## WORK TO COMPLETE
Transcribe, without alteration, the line that includes "Target: striped navy and white baby top" and each line after it until the records end, omitting all that precede it.

## RECORD EXCERPTS
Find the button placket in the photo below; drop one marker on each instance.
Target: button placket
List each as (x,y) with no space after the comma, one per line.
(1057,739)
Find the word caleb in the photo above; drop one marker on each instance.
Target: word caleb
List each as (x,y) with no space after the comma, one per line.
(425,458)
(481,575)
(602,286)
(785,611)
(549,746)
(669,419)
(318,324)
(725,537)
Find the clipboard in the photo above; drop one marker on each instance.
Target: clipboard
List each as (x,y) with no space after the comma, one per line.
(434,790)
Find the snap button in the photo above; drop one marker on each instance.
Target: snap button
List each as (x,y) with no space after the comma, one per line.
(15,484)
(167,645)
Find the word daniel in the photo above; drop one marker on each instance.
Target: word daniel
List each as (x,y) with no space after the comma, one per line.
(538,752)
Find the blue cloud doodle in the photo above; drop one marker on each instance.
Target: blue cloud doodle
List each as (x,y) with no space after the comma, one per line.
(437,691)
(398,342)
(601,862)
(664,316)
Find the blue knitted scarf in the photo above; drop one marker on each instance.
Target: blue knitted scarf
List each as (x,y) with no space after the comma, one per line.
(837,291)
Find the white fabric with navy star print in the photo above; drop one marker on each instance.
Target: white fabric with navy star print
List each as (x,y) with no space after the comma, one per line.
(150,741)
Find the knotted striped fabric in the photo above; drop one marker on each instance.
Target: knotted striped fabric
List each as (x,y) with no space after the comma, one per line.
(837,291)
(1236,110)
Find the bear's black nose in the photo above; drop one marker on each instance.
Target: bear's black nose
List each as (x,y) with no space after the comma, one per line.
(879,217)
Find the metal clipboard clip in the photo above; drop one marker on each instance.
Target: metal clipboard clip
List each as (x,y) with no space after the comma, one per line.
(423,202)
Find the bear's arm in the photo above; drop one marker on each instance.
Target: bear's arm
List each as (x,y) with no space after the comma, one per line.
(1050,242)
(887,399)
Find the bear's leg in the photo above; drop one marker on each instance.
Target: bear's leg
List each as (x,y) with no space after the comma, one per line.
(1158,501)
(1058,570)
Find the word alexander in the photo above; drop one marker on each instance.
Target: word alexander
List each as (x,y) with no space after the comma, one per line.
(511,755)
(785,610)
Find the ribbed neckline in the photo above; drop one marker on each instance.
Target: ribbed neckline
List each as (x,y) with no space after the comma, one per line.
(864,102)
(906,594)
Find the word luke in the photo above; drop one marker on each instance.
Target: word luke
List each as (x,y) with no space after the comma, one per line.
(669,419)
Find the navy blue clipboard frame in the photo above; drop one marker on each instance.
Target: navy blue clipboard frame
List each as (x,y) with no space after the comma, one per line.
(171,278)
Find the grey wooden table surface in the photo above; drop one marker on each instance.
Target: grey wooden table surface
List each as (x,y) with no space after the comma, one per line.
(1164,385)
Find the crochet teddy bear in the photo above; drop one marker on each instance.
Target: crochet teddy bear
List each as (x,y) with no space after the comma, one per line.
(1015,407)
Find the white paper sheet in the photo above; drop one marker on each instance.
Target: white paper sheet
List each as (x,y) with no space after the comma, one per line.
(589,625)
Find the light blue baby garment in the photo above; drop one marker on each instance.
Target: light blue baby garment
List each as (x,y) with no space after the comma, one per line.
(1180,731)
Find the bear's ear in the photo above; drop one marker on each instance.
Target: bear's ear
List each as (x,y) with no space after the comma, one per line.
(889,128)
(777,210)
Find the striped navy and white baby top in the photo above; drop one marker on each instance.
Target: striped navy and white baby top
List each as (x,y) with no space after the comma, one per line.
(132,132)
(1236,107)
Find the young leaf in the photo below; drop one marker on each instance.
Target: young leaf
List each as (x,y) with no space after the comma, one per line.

## RESPONSE AREA
Target: striped navy and white baby top
List each as (x,y) with no space after the comma, one per line.
(132,132)
(1236,107)
Find the young leaf in the photo below; drop one marker on each instance.
Target: young leaf
List each as (x,y) with no space after the comma, one per line.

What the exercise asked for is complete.